■ EXERCISE DESCRIPTION: From the line that includes "like [177, 105]." to the last line of the data, quote each line precisely; both boundary lines belong in the answer.
** start DATA SUPPLIED **
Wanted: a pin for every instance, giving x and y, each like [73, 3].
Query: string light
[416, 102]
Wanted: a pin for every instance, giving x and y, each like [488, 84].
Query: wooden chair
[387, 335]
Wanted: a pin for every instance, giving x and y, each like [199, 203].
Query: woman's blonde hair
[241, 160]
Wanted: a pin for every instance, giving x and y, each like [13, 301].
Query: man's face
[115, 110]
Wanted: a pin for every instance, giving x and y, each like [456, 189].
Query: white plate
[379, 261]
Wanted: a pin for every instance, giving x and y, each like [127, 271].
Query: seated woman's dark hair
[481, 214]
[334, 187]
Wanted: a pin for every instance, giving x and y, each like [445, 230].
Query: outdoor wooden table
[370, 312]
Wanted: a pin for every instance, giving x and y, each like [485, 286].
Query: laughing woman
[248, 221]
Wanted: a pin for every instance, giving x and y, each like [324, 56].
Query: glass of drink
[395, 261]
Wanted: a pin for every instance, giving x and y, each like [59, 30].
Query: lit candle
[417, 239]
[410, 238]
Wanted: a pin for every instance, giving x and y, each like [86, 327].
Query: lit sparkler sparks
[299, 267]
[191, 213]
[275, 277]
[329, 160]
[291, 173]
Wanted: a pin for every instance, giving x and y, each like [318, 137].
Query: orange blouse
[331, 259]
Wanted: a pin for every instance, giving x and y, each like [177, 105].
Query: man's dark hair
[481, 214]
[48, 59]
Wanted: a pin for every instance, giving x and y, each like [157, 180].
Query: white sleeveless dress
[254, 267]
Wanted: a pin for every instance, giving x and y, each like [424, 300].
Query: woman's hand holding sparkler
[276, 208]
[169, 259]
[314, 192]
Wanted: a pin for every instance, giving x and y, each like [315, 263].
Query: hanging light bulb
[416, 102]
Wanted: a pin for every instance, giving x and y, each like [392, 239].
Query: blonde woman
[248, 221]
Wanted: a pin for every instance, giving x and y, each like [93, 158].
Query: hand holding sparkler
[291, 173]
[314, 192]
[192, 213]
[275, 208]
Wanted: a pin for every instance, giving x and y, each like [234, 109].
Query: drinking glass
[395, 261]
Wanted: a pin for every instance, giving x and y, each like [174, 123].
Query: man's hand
** end DATA SUPPLIED **
■ EXERCISE SOLUTION:
Wanted: a pin for every instance, giving x and y, each like [177, 105].
Query: man's dark hair
[481, 214]
[48, 59]
Wanted: a pin for every instance, giving x and y, each like [157, 180].
Query: white sleeveless dress
[254, 267]
Wanted: a pin for every instance, giving x and y, each like [424, 300].
Query: woman's hand holding sparkler
[276, 208]
[169, 259]
[314, 192]
Wanted: a pin for every instance, giving x and y, each like [315, 263].
Query: hanging light bulb
[416, 102]
Wanted: a pin for every instance, giving x and y, each like [392, 239].
Query: blonde woman
[248, 221]
Wanted: a pin for every instance, giving x and y, each like [93, 158].
Query: hand holding sparkler
[291, 173]
[314, 192]
[192, 213]
[275, 208]
Wanted: a pin for every instance, giving x and y, each like [234, 109].
Query: drinking glass
[395, 261]
Wanted: a pin for every instance, giving x and y, each like [174, 123].
Query: man's hand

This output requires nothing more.